**MATERIAL SHOWN:**
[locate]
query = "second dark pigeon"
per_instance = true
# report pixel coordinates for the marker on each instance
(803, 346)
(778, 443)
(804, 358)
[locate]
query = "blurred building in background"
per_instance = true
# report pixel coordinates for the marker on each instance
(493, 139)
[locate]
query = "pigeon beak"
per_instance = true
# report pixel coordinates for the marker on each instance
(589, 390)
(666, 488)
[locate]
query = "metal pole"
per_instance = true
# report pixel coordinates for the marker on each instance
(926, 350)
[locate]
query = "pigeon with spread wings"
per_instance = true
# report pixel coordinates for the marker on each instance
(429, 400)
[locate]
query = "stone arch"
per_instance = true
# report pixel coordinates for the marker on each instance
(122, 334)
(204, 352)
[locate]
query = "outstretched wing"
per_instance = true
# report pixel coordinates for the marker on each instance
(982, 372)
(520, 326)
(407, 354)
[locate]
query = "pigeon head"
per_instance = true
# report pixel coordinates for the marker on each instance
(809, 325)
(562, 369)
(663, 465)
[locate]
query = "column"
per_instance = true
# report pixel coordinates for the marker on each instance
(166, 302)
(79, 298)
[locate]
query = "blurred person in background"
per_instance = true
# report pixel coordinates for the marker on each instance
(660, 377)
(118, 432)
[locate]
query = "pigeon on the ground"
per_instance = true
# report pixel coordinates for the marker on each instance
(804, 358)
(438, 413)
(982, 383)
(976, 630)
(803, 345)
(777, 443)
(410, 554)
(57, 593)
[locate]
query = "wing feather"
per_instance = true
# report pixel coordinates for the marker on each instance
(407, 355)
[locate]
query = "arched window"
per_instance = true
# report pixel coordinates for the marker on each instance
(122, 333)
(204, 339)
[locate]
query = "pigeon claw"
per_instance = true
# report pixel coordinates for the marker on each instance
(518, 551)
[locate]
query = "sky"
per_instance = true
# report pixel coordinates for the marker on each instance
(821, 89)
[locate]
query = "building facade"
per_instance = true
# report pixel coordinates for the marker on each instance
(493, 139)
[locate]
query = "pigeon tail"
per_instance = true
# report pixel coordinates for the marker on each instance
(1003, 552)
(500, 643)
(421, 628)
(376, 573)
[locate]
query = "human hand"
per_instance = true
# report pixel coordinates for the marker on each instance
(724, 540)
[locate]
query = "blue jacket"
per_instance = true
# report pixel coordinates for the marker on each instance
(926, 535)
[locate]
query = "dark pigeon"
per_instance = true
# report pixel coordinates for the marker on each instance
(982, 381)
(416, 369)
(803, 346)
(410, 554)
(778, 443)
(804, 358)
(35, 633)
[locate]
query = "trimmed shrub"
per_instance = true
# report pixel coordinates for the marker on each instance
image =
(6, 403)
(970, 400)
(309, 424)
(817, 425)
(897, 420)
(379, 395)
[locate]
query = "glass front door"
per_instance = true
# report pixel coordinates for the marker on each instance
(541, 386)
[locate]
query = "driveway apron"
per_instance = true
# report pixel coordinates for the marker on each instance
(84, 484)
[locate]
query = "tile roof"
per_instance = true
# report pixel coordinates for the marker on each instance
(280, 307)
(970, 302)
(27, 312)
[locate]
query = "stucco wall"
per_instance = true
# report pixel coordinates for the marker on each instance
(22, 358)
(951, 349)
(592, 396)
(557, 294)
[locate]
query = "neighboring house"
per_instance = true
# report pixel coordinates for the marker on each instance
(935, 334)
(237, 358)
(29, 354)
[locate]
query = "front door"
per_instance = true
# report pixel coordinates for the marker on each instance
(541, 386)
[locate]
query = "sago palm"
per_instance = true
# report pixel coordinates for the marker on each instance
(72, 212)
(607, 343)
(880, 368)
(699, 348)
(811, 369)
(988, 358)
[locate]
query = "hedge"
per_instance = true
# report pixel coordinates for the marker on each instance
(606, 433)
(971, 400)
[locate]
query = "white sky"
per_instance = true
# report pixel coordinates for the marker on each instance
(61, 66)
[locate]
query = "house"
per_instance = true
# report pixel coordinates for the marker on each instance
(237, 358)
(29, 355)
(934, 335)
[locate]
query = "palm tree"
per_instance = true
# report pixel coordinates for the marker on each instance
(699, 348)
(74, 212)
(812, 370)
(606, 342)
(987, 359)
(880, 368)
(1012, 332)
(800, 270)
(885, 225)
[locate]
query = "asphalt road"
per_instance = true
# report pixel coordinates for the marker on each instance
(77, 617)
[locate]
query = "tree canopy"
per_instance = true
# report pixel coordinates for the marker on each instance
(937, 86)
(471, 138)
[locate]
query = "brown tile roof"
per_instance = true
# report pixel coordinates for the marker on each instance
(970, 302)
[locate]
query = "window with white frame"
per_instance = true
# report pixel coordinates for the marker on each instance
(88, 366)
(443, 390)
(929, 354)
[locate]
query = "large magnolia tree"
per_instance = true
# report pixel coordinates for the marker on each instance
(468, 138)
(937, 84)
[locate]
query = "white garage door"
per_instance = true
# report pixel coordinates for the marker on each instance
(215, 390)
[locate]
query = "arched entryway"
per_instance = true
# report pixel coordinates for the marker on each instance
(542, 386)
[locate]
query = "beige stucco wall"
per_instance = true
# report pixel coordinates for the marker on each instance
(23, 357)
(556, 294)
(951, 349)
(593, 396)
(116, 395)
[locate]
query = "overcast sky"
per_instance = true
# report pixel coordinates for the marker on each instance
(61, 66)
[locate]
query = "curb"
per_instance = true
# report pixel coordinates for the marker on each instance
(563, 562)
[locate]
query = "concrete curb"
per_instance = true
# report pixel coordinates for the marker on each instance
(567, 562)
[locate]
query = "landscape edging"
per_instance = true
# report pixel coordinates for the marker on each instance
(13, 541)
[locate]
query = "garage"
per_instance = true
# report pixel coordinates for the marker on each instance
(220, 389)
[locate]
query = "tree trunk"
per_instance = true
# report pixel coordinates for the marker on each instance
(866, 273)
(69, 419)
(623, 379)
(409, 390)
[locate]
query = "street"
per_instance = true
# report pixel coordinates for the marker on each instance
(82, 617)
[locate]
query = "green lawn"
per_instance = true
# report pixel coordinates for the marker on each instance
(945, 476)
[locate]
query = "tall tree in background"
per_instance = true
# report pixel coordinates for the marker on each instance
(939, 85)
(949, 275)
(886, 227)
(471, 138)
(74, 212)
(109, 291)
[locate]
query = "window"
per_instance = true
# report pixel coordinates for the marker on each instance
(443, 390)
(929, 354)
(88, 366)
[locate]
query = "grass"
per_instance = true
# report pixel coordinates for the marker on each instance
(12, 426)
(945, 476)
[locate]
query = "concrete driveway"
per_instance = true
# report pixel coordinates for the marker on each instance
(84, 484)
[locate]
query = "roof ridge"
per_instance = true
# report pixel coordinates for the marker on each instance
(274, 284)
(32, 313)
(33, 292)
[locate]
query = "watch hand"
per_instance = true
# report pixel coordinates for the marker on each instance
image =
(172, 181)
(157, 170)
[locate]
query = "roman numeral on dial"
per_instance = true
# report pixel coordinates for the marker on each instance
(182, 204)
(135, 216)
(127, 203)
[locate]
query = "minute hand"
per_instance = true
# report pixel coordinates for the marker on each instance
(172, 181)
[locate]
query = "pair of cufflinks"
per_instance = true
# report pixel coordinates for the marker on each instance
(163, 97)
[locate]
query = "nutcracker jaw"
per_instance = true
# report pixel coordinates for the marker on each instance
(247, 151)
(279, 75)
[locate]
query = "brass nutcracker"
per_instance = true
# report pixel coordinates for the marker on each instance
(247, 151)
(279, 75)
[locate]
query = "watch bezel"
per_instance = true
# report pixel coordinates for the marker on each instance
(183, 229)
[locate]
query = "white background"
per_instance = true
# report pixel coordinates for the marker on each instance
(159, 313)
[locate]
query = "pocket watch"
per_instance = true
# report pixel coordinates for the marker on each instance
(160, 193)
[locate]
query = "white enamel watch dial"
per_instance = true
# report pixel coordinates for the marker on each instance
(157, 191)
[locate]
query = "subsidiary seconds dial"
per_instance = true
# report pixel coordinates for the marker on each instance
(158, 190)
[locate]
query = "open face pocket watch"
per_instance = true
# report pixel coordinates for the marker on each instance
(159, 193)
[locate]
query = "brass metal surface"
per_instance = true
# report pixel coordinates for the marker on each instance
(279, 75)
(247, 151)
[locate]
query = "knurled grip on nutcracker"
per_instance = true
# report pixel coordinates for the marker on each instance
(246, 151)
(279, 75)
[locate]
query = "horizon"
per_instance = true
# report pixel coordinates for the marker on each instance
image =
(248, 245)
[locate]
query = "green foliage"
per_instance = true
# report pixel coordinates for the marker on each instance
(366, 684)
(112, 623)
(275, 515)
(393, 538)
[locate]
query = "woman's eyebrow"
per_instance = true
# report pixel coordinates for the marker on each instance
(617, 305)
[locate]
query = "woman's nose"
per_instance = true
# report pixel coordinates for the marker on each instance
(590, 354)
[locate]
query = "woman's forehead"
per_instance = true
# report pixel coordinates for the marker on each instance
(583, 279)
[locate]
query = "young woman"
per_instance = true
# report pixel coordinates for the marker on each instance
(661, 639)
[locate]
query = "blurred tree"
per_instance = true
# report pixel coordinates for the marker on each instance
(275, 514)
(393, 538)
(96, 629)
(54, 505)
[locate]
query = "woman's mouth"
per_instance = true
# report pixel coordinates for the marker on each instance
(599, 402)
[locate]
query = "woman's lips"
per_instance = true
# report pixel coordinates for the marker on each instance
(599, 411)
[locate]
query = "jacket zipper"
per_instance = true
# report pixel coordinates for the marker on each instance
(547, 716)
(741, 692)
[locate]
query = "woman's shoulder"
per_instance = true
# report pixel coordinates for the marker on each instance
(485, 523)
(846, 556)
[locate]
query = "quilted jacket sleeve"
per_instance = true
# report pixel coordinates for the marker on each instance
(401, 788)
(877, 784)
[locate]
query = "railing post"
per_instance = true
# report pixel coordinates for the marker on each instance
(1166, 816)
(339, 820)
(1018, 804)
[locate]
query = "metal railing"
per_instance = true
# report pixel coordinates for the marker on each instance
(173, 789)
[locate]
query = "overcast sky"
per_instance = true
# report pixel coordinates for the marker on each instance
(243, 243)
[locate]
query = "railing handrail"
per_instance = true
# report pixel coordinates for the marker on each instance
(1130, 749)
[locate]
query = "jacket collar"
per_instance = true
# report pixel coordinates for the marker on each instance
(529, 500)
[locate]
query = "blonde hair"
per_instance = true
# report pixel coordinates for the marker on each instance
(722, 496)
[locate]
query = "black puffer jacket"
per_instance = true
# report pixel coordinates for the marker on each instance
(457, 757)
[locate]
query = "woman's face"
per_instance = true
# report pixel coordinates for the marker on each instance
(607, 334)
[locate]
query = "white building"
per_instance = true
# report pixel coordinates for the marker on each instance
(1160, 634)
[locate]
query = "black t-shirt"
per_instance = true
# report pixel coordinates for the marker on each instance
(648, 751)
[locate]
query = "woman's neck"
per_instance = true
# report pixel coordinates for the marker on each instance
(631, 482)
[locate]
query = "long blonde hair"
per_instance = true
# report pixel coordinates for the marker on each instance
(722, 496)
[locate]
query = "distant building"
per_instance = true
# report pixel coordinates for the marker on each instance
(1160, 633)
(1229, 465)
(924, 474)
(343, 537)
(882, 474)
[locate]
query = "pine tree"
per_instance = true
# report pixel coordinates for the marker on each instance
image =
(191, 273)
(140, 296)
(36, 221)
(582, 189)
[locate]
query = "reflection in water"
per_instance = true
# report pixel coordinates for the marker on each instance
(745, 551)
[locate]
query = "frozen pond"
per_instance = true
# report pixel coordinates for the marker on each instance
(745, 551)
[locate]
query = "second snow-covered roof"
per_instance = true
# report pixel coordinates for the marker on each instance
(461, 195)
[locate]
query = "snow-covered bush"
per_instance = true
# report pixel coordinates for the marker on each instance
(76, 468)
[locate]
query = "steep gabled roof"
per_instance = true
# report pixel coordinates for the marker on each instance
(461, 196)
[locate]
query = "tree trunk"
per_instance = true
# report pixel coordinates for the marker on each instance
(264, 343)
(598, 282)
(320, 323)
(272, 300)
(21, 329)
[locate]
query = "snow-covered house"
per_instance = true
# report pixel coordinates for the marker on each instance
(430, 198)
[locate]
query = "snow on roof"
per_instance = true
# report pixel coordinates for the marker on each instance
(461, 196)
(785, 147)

**PROMPT:**
Find every line in the entries above that contains the string "woman", and copy each of those lines.

**OUTPUT BELOW:**
query = "woman's eyebrow"
query = "woman's nose"
query = "woman's forehead"
query = "young woman"
query = "woman's mouth"
query = "woman's lips"
query = "woman's shoulder"
query = "woman's face"
query = "woman's neck"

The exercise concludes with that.